→ Passage
○ ○ ○ ○
Quayle’s time as vice president is generally seen in an unfavorable light, although he was a capable U.S. senator and served on the Senate Armed Service Comittee. According to Jack Lechelt’s analysis of White House papers, Quayle had regular access to the president. His real problems were found in the president he served. Bush had served two terms as vice president, been ambassador to the United Nations and China, and run the Central Intelligence Agency. One of Quayle’s aides told Paul Kengor: “… President Bush could have had George Marshall or Henry Kissinger as his vice president and it would not have mattered.”

With limited opportunity to work on the critical national security issues in the Middle East and Europe, Quayle made useful trips to Latin America and Asia, along with overseeing the Space Council. Preoccupied with the fall of the Soviet Union, German re-unification, the Gulf War, and the Israeli-Palestinian peace process, the president and his foreign policy team had few resources to devote to other regions. Quayle could fill some of this gap. Quayle’s second national security advisor, Karl Jackson, explained to me why he switched from being the national security senior director on Asia to national security advisor to the vice president:

… working for Bush on the NSC, I had to get through Gates and Scowcroft to get anything done. It was more efficient for getting things done with Japan to go to Dan and have him take it to the President.
○ ○ ○ ○
→ Tasks to complete
A – Summarize the passage on Quayle's vice presidency in two sentences.
B – Proceed with the passage on Quayle's vice presidency, picking up after its final sentence.
The entries that come next have no connection to the passage on Quayle's vice presidency.
○ ○ ○ ○
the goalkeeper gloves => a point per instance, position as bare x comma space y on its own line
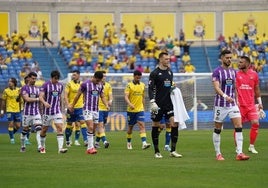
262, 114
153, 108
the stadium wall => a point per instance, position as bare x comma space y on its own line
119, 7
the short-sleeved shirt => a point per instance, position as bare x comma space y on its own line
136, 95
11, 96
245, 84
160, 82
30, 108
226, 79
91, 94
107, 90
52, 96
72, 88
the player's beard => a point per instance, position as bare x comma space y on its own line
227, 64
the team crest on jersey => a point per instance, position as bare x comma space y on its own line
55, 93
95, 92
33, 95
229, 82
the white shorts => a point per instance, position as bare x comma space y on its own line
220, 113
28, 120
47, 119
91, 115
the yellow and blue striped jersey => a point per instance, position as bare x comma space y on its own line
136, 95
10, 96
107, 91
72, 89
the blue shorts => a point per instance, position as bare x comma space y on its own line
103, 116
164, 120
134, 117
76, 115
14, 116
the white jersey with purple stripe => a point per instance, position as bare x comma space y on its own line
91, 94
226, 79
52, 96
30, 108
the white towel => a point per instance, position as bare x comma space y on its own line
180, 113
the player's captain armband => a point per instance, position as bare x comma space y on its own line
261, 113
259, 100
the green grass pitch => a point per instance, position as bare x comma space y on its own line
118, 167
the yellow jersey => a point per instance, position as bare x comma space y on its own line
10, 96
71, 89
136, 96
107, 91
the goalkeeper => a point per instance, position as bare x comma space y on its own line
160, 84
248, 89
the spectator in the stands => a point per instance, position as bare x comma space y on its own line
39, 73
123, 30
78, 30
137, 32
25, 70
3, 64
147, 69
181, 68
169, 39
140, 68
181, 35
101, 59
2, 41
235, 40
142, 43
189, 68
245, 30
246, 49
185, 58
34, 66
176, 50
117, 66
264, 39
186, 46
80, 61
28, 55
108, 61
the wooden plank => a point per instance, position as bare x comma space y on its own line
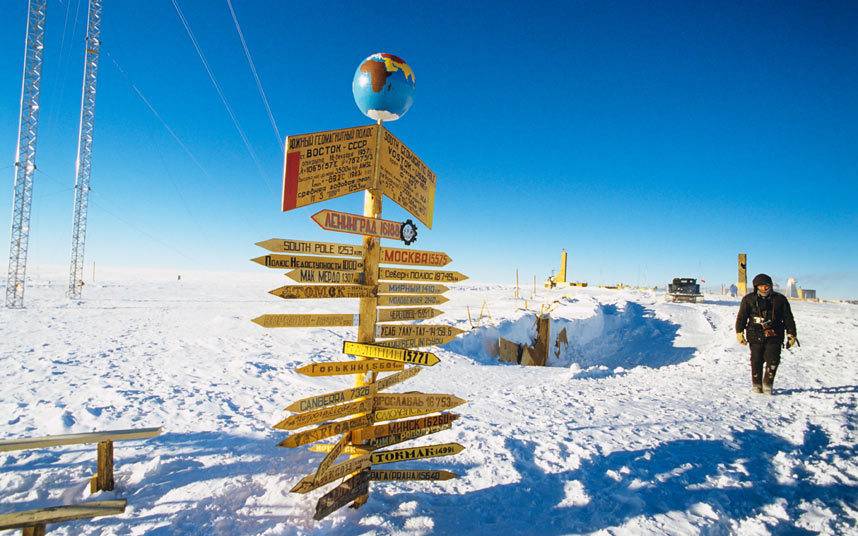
○ ○ ○ ○
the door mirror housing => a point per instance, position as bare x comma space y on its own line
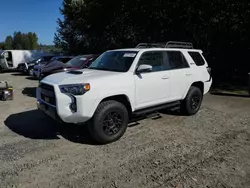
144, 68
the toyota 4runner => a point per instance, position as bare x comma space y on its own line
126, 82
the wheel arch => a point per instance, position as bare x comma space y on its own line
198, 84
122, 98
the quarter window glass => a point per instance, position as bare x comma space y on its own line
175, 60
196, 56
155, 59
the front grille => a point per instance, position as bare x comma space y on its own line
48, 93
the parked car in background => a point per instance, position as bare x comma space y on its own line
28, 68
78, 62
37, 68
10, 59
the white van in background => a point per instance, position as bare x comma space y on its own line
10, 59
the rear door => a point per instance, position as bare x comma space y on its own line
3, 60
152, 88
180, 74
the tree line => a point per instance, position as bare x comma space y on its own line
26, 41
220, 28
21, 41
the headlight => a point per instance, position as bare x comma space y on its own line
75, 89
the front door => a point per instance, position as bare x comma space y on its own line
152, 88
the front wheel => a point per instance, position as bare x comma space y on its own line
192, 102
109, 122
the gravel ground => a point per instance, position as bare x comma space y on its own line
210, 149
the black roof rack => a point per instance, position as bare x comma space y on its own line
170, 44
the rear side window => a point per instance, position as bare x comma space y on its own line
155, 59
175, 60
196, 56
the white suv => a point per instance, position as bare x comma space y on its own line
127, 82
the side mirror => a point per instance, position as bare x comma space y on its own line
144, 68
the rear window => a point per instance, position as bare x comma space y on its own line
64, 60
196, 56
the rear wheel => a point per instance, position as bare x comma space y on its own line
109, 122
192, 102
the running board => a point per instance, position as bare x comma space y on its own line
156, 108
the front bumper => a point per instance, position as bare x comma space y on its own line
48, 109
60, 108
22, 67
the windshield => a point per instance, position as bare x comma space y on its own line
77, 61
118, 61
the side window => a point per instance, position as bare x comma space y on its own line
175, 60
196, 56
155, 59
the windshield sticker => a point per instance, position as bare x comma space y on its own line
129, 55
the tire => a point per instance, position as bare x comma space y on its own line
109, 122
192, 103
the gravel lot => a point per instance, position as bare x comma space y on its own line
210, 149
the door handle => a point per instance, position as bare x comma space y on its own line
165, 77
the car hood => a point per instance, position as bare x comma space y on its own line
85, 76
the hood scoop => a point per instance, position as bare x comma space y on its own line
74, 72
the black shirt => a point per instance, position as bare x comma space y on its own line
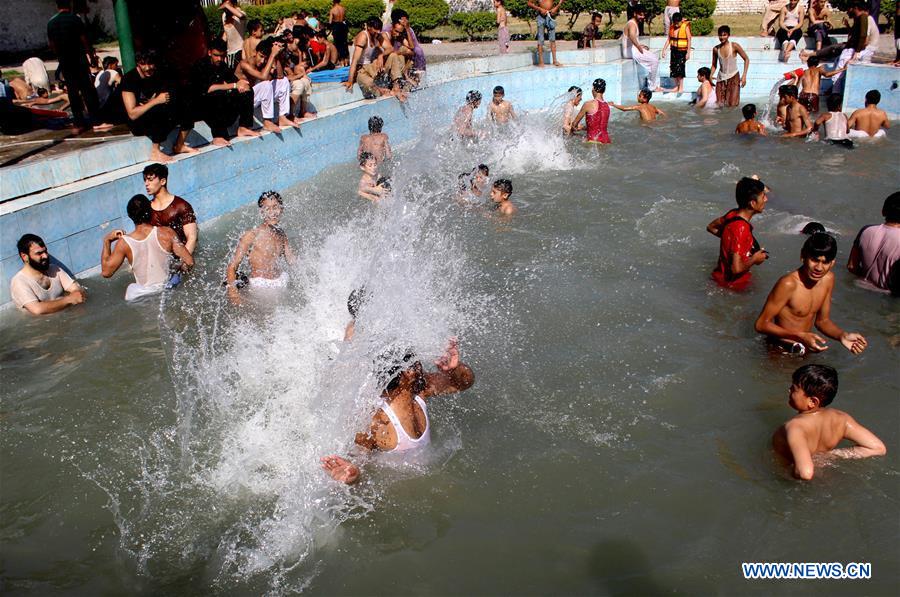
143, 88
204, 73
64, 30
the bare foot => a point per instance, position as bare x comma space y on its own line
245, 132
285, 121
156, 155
○ ○ ○ ○
→ Answer set
A – Quayle's vice presidency is generally viewed unfavorably, though he had regular access to the president, and his real problems came from serving a president who had been vice president, a UN and China ambassador, and head of the CIA. With the president occupied elsewhere, Quayle made useful trips to Latin America and Asia and oversaw the Space Council, and his national security advisor Karl Jackson found it more efficient to work on Japan through him.

B –
Kaine has developed national security expertise, having served on the Senate Committees on Armed Services and Foreign Relations. Like Quayle, however, Kaine will be serving a president who, as a former secretary of state and senator, possesses her own deep well of national security knowledge. Vice presidents for outsider presidents might focus on areas where the president and his team lack expertise. Quayle’s experience shows that when serving an insider president, the vice president could instead identify areas that require attention but which the president lacks the time to engage.

Quayle’s experience also offers some very specific guidance for Kaine. Clinton will enter office with a full agenda of major foreign policy concerns. Latin America is often lost in the shuffle and appreciates high-level attention from Washington. Right now, Latin America presents significant opportunities and potential crises that can quickly become domestic issues because of the region’s proximity. Venezuela is sliding into economic collapse, which will have grave security consequences. The Zika virus requires international attention and cooperation. The ongoing crime and violence in Mexico and Central America are intimately linked to U.S. domestic affairs. On the positive side, there is opportunity to establish a new relationship with Cuba. Kaine, a fluent Spanish speaker, would find a full docket of issues to attend to in Latin America that otherwise might not receive White House attention until they became full-blown crises.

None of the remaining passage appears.